▶ [Metin bölümü]
<<<<
Adeta Bir Barut Fıçısı: Dünya Yeni Bir Topyekûn Savaşa Doğru mu Gidiyor?
2024 yılına girmeye hazırlandığımız şu günlerde dünya adeta 1914 yılını tekrardan yaşıyor. Savaşlar ve çatışmaların ardı arkası kesilmezken yeni savaş risklerde katlanarak artmakta. Peki ne oluyor bu dünyaya böyle?
Birinci Dünya Savaşı öncesinde dünya devletleri
Bu zamanda olanları anlamak için öncelikle tarihte ufak bir yolculuğa çıkmamız gerekiyor; tam olarak Birinci Dünya Savaşı öncesine. Kendinden sonra daha büyük bir dünya savaşına sebebiyet veren bir savaş olmasının yanında insanlığın o zamana kadar topyekûn giriştiği en büyük Çatışma. 20 milyondan fazla insanın hayatını kaybettiği bu savaşın en büyük nedenleri ise bozulan güç dengeleri ve silahlanma yarışı, tıpkı günümüzde yaşananlar gibi. 6 kıtada yaşanan savaşlar aslında insanlığın hırslarının ve emellerinin ne kadar ileriye gidebileceğini bizlere gösteriyor. Birinci Dünya Savaşı aslında öncesiyle sonrasıyla çok iyi analiz edilmesi ve ders alınması gereken bir dönem. Bu yazımızda biz de o döneme yakından bakmaya çalışacağız.
>>>>
▶ [Gösterilen kayıtlar]
<<<<
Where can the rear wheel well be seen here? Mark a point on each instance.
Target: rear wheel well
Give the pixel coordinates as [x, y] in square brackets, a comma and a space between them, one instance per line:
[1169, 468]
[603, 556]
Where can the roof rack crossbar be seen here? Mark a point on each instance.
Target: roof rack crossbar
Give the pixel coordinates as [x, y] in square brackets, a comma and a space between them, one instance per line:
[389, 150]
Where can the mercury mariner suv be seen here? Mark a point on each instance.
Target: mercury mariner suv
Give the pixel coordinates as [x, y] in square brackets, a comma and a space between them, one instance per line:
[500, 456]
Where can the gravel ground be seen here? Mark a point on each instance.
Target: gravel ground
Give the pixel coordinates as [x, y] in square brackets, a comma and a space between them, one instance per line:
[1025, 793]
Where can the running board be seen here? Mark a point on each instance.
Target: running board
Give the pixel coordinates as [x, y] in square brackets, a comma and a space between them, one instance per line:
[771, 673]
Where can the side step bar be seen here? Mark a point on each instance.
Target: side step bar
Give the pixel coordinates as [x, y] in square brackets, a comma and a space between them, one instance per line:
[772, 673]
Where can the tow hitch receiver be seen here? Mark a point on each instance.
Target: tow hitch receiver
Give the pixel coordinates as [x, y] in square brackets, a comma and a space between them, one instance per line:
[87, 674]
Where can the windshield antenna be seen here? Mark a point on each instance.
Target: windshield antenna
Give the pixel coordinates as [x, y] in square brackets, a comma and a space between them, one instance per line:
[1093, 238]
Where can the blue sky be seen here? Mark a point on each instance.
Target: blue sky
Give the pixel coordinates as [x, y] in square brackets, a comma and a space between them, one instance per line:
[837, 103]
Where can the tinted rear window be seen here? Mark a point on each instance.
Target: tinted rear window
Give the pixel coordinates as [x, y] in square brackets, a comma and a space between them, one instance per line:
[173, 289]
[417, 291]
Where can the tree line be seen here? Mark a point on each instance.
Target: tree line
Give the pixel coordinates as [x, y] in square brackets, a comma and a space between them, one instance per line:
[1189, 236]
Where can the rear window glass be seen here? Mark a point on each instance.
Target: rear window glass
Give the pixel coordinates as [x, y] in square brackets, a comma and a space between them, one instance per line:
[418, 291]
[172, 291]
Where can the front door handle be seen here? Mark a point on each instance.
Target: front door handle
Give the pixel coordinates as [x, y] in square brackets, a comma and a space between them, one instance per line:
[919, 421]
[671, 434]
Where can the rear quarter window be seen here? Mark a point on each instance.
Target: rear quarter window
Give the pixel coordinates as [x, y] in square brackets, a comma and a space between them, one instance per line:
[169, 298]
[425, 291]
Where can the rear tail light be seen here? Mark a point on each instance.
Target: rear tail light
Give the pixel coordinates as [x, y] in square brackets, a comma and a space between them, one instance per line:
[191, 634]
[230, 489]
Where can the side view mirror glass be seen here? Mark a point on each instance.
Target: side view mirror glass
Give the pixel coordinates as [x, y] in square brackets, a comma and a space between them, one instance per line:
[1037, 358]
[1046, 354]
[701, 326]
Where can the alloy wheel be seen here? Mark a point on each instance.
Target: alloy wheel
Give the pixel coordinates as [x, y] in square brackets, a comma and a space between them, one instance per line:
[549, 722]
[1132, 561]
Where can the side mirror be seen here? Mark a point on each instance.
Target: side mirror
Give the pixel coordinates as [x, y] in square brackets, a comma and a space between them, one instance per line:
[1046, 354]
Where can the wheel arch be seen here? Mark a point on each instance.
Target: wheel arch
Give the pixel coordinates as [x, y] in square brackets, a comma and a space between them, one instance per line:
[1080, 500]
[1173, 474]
>>>>
▶ [Yazılı talimat A] Metne göre Birinci Dünya Savaşı'nda kaç kişiden fazla insan hayatını kaybetti?
▶ [Yazılı talimat B] Metinden bir bölümü alıntılayın: "Adeta Bir Barut" sözcüklerinin geçtiği yerden başlayın, "bu dünyaya böyle?" sözcüklerinden sonra durun.

▶ [Eksiksiz yanıt A] 20 milyondan fazla insan hayatını kaybetti.

▶ [Eksiksiz yanıt B]
Adeta Bir Barut Fıçısı: Dünya Yeni Bir Topyekûn Savaşa Doğru mu Gidiyor?
2024 yılına girmeye hazırlandığımız şu günlerde dünya adeta 1914 yılını tekrardan yaşıyor. Savaşlar ve çatışmaların ardı arkası kesilmezken yeni savaş risklerde katlanarak artmakta. Peki ne oluyor bu dünyaya böyle?